▼

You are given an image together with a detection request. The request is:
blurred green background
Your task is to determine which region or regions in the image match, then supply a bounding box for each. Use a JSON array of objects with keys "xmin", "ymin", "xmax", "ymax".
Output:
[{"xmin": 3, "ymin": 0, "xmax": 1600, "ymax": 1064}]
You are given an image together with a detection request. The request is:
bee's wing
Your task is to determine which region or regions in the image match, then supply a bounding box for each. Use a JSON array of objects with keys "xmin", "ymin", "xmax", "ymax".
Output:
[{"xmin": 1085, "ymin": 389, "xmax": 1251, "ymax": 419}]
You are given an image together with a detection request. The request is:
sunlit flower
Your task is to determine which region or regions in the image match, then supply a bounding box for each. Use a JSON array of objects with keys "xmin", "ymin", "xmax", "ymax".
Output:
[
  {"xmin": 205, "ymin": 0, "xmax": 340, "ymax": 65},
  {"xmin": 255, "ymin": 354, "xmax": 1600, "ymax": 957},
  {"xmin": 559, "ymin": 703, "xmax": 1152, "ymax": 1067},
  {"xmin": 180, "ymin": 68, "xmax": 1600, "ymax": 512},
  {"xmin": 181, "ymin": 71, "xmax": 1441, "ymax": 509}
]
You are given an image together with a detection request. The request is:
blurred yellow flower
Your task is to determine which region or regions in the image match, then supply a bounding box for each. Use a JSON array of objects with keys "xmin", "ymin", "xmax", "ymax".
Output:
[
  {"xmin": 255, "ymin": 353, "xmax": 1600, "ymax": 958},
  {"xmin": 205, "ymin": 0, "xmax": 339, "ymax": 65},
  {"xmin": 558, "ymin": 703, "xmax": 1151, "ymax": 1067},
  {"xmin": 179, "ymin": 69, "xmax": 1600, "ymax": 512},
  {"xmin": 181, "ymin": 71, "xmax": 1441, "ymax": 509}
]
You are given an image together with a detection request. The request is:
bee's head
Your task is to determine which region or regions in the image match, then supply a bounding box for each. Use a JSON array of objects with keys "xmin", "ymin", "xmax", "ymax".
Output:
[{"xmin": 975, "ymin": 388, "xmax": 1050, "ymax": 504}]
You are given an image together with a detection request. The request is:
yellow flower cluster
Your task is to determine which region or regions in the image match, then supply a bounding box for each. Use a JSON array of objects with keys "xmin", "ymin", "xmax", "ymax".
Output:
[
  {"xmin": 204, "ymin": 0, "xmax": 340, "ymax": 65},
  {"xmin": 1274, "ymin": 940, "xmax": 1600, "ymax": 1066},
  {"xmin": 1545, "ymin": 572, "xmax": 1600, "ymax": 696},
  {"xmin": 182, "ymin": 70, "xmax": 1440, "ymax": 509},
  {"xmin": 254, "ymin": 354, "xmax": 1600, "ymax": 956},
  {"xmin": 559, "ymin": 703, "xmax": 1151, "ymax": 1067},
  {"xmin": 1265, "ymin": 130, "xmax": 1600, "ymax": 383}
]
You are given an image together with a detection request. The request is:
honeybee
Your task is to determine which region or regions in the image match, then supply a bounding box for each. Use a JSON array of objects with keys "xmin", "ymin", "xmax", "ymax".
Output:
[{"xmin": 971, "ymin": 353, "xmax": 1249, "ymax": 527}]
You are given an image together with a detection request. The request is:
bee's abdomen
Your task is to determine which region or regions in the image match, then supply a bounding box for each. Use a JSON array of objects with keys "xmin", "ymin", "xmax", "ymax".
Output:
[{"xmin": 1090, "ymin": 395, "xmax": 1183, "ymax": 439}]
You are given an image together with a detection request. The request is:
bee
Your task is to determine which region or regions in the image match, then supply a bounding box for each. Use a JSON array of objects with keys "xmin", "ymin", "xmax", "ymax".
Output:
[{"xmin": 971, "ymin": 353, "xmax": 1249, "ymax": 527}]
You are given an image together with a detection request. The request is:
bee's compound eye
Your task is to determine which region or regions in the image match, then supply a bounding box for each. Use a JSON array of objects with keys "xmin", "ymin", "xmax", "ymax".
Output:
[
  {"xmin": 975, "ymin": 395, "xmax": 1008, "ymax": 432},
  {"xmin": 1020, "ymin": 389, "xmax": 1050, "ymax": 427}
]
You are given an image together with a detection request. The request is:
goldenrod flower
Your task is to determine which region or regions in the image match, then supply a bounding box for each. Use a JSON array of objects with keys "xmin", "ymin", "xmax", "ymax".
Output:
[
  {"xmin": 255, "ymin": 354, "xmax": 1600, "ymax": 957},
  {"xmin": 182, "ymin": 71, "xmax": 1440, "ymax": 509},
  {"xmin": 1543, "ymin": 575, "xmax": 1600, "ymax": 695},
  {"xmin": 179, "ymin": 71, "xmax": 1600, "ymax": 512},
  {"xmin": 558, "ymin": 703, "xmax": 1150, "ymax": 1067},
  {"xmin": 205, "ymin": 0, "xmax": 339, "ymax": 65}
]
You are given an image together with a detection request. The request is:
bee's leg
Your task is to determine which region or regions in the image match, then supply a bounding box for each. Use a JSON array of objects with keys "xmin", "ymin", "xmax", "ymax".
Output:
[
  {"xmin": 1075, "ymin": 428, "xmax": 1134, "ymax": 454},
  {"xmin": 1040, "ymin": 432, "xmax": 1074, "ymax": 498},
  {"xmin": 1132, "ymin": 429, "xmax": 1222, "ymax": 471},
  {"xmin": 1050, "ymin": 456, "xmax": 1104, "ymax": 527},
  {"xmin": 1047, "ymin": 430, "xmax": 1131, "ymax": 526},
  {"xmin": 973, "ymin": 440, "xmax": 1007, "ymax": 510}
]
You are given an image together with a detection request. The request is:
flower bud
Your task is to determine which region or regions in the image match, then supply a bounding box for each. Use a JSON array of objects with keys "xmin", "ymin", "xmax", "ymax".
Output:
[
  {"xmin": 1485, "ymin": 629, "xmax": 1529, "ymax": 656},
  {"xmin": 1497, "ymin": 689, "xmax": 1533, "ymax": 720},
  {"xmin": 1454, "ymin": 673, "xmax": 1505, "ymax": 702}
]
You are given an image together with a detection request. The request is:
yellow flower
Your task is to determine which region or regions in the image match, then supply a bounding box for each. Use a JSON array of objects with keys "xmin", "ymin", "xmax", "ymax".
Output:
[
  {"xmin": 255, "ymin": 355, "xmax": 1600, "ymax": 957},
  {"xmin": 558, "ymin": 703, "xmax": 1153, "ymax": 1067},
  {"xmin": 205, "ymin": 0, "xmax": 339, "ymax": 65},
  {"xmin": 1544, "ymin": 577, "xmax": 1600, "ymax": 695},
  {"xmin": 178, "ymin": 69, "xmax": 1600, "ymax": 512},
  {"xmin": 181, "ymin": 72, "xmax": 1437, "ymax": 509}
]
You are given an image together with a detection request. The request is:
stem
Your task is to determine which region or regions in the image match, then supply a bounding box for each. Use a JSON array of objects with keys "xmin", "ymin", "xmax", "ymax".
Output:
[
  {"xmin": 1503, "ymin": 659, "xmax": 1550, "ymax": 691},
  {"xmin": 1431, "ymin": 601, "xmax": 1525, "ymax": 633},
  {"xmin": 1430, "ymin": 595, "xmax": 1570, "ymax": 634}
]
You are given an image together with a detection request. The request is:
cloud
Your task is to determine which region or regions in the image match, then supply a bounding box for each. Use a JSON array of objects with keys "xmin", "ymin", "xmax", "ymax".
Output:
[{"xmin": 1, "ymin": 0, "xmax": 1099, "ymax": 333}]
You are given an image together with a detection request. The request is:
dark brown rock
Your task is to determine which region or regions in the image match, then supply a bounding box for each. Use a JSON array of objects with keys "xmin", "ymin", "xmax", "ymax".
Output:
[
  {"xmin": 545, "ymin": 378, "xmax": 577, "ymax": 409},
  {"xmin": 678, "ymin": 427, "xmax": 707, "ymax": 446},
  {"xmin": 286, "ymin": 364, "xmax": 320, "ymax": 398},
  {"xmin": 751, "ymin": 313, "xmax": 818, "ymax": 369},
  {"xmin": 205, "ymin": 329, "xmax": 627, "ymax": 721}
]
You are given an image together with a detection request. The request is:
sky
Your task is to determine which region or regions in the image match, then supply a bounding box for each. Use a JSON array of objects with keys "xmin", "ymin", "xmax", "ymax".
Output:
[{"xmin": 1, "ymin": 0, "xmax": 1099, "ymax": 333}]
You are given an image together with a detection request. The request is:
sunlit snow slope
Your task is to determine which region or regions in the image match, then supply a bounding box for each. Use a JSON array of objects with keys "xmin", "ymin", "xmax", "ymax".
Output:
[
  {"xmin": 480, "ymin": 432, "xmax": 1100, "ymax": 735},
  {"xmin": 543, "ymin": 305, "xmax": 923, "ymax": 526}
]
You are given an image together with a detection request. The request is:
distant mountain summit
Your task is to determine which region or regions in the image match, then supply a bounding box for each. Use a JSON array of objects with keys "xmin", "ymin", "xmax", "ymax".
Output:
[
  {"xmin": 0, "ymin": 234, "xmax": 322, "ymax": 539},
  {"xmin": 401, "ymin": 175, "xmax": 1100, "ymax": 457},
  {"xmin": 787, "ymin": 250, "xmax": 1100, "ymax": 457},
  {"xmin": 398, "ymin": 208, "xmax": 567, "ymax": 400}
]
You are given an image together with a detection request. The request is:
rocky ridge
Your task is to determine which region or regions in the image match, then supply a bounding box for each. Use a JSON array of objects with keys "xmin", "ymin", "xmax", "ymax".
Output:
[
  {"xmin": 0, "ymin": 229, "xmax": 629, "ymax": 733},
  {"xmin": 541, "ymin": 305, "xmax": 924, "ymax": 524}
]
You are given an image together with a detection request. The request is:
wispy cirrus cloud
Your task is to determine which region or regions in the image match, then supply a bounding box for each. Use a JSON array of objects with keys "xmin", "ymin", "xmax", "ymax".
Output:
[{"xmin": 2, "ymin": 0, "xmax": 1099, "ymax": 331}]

▲

◆ **WHAT IS BEING ASKED**
All lines above that include the word "flower" must be copied into the answer.

◆ **RESPONSE**
sunlit flower
blurred yellow flower
yellow flower cluster
goldenrod flower
flower bud
yellow flower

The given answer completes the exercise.